**What you need to do**
Could you copy the rows from the line with "Might I ask you to point at the racing" to the line with "point(269, 237)", requests included, and nothing else, multiplying every point coordinate in the answers by 1.8 and rounding to whole numbers with halves rounded up? Keep the numbers in the requests and their format samples as they are.
.....
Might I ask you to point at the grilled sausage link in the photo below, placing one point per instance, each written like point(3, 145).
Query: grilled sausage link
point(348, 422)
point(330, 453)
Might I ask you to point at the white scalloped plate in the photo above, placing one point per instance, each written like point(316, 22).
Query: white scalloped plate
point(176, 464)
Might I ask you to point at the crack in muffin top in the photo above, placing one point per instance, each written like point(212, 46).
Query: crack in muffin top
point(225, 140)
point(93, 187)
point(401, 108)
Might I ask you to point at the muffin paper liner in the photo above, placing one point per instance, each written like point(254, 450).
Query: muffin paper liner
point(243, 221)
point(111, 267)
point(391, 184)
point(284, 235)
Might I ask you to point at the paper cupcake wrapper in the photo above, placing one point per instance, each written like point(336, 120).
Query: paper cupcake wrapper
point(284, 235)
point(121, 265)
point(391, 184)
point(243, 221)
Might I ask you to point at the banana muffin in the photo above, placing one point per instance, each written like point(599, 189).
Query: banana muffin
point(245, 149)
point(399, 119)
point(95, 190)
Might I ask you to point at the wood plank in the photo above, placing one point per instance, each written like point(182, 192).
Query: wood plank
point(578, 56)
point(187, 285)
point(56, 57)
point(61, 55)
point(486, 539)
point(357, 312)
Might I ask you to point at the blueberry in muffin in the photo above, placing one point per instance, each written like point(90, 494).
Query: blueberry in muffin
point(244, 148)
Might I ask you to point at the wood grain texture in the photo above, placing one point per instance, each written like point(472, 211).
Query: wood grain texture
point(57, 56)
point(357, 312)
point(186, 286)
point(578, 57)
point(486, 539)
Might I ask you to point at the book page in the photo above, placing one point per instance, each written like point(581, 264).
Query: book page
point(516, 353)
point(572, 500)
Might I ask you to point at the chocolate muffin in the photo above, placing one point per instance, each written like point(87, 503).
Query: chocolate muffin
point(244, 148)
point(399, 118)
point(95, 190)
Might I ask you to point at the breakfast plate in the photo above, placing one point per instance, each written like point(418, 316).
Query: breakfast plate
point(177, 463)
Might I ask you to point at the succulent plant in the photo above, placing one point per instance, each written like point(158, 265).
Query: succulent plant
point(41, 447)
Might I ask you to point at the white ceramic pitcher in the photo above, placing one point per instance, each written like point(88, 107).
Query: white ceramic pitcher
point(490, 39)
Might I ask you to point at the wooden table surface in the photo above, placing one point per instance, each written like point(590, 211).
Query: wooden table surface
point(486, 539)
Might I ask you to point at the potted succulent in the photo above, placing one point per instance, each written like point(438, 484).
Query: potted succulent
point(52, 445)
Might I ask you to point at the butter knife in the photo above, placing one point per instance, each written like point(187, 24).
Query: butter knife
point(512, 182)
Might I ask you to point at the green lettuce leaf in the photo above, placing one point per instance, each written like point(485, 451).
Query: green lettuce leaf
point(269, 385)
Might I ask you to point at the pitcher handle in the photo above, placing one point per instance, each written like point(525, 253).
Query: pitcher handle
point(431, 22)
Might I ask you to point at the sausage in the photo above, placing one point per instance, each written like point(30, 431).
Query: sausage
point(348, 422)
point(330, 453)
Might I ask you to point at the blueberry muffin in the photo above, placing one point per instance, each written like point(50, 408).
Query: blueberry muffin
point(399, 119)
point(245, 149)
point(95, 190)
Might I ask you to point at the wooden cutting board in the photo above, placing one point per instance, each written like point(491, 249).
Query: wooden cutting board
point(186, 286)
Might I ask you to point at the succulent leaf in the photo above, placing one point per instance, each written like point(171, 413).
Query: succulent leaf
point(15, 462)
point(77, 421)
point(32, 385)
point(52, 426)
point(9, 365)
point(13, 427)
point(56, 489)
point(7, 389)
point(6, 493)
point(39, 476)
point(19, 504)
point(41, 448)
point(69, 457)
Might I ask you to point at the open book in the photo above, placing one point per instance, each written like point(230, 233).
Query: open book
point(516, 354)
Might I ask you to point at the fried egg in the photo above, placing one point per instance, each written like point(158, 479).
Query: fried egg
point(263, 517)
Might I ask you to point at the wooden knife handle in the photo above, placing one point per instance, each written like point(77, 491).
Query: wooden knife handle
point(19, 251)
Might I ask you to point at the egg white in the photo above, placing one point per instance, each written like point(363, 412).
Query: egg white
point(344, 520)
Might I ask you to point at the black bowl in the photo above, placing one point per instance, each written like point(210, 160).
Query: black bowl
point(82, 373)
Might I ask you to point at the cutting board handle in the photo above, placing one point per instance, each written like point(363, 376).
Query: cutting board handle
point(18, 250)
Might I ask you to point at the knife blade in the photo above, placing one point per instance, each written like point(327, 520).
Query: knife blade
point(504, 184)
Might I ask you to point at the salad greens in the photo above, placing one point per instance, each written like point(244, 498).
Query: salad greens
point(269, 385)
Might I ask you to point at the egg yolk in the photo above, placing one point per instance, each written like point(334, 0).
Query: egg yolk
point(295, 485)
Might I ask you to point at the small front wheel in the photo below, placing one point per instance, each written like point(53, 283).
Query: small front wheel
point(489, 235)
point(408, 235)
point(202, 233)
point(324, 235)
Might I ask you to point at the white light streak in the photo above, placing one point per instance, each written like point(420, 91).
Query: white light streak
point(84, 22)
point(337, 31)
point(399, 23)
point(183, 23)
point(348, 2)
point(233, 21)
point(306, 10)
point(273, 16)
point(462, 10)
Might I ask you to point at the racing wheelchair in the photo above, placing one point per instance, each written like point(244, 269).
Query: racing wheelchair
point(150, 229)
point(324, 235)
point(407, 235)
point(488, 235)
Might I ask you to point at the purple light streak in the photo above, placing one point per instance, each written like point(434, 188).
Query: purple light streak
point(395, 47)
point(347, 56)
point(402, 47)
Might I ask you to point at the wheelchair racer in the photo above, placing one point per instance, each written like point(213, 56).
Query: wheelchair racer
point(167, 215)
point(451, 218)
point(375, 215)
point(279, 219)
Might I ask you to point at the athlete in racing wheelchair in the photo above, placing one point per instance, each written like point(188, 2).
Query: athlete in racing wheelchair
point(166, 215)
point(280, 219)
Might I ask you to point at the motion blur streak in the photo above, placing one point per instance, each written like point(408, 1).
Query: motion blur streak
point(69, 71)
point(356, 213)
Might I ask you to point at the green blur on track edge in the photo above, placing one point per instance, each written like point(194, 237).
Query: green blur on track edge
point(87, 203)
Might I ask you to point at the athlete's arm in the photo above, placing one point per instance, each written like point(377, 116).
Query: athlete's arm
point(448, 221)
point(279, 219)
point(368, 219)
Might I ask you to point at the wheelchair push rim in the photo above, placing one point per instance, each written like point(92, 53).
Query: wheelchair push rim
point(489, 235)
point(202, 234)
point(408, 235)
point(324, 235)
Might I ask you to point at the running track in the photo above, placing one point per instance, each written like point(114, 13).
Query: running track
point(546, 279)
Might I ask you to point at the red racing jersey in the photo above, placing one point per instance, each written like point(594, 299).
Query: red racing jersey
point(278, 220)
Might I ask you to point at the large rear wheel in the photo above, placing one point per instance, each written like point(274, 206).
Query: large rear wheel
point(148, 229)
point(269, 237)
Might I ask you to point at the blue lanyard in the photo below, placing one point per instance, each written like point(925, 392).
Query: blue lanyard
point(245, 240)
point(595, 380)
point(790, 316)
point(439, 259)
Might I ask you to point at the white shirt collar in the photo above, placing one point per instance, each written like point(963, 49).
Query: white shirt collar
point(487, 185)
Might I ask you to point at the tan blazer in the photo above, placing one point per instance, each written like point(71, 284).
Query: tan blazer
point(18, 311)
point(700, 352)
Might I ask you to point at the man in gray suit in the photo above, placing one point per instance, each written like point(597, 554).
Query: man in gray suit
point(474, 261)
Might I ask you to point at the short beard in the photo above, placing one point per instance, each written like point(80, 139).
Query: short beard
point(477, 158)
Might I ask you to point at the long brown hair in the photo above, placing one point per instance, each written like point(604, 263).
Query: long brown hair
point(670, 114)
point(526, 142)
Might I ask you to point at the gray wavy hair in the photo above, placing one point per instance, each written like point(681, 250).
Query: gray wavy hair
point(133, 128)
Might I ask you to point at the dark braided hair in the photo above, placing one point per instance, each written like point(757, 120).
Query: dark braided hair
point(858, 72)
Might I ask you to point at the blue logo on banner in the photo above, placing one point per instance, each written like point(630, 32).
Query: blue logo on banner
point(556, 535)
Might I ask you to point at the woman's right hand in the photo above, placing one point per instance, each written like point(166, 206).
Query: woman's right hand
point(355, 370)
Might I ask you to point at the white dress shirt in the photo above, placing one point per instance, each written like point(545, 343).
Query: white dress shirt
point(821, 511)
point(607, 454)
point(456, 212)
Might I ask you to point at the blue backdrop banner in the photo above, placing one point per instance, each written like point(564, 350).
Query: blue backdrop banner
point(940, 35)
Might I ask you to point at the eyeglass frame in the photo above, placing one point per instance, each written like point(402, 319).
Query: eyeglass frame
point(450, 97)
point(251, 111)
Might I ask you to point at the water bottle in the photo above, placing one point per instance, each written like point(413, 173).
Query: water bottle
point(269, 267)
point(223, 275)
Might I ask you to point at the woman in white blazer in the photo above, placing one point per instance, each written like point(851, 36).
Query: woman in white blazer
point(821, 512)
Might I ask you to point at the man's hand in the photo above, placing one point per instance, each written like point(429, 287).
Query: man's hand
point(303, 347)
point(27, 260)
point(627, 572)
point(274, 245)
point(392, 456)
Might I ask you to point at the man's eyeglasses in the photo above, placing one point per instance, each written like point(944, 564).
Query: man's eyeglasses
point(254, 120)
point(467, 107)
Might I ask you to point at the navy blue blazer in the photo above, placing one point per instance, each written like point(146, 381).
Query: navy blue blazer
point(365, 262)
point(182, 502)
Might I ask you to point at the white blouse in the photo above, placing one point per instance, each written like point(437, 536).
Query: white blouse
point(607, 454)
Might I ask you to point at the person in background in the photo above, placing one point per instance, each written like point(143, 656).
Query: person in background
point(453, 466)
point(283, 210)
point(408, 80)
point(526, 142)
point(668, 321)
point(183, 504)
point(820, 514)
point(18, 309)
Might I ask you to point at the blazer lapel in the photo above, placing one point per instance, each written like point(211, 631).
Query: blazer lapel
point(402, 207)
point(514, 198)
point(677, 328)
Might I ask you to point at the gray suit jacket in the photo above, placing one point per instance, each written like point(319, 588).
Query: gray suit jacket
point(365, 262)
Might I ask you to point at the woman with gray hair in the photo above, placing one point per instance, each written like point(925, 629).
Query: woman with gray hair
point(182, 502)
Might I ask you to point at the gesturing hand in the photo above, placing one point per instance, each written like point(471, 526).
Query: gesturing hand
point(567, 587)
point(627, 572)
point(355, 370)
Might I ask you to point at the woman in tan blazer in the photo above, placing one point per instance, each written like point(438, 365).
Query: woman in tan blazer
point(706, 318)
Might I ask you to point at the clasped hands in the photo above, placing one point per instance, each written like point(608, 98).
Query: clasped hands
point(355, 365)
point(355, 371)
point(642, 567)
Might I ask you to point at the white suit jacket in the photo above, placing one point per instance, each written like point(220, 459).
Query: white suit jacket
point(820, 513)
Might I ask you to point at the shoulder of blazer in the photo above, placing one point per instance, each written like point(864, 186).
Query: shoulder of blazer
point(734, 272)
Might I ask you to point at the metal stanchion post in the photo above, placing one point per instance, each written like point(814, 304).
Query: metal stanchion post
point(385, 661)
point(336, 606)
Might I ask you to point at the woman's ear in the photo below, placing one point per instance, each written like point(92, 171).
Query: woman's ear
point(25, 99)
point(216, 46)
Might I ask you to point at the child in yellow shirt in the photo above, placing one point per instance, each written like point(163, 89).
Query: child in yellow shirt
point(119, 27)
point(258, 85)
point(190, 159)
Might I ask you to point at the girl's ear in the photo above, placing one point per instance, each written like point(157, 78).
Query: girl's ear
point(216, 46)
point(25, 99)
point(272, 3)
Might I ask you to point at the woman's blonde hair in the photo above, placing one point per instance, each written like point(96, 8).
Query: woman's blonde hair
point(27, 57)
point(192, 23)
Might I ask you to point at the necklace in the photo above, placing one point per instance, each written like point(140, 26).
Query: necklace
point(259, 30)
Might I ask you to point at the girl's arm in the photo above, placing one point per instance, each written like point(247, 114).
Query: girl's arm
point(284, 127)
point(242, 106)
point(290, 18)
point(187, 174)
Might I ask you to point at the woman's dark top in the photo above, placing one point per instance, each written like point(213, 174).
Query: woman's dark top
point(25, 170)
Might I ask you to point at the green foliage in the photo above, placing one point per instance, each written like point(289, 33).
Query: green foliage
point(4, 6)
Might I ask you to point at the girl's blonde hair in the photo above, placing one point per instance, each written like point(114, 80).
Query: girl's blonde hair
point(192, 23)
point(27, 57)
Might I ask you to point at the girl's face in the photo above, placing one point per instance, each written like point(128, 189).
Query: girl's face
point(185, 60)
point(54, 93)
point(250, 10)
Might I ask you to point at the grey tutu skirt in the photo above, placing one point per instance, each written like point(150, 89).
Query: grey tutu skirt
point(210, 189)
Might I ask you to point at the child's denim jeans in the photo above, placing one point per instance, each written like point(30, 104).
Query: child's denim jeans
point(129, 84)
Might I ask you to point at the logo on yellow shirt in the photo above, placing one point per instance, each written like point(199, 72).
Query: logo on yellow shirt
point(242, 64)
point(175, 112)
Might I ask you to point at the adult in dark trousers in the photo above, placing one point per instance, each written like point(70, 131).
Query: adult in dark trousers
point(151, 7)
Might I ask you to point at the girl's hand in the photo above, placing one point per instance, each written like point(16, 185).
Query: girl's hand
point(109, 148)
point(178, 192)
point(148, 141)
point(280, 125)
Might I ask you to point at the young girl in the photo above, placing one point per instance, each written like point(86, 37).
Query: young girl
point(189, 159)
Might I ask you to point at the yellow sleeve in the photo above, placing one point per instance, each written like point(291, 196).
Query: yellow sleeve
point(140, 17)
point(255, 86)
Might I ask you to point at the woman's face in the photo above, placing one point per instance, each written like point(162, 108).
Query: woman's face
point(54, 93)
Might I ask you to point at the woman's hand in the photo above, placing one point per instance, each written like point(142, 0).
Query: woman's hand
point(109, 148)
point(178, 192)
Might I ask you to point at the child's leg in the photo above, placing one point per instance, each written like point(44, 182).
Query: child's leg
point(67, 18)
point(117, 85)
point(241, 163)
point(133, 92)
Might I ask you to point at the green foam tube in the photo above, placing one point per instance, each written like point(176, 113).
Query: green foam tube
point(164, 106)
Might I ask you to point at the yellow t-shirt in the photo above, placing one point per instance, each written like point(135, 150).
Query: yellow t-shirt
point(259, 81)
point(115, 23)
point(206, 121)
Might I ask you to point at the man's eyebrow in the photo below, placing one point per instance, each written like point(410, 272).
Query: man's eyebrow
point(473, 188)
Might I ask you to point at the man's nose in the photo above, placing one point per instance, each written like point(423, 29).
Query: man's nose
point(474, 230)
.....
**Task solution**
Might I ask you to point at the racing wheelchair in the photo above, placing one point per instance, each written like point(244, 269).
Query: racing wheelchair
point(270, 412)
point(583, 423)
point(733, 423)
point(878, 423)
Might I ask you to point at the purple light streak in the photo above, placing one point per instance, each written like point(434, 188).
Query: purple light streak
point(711, 85)
point(625, 101)
point(724, 85)
Might I ask you to point at the wheelchair racer in the photo above, placing one point per instance, each written like point(213, 56).
Query: wheelchair racer
point(301, 387)
point(812, 392)
point(675, 387)
point(502, 394)
Might I ask you to point at the athlete in racing wheelchair in the photo above, placing one point per instance, each written like point(188, 2).
Query: athlete in racing wheelchair
point(299, 387)
point(504, 394)
Might I ask you to point at the motion blur streak in the photo above, placing one point per instance, each written like point(408, 1).
Query: motion blur streak
point(124, 128)
point(641, 383)
Might I ask you to point at the green blur on track edge in the photo above, placing one point per instance, each written like point(194, 237).
Query: green blur on track edge
point(157, 365)
Might I ask you to point at the athlete's arm in the photo above, placing one point per instance, each written like point(377, 116).
Query: athlete's arm
point(806, 398)
point(502, 394)
point(662, 394)
Might I ask you to point at the wheelchair push rim in the photo above, placing one point per instance, each written like point(92, 53).
Query: wheelchair push rim
point(880, 423)
point(364, 421)
point(734, 423)
point(583, 423)
Might I ask you to point at the running track in the photo above, placing one point per instance, each written like point(114, 13).
Query: running track
point(983, 502)
Might I ask you to point at the red racing jersey in the photo above, placing one point per instance, each written like point(594, 299).
Query: red racing jersey
point(500, 396)
Might I ask you to point at the large rear wheel in the photo above, placing one point per instance, each written like point(274, 206).
Query: large rear wheel
point(266, 412)
point(484, 427)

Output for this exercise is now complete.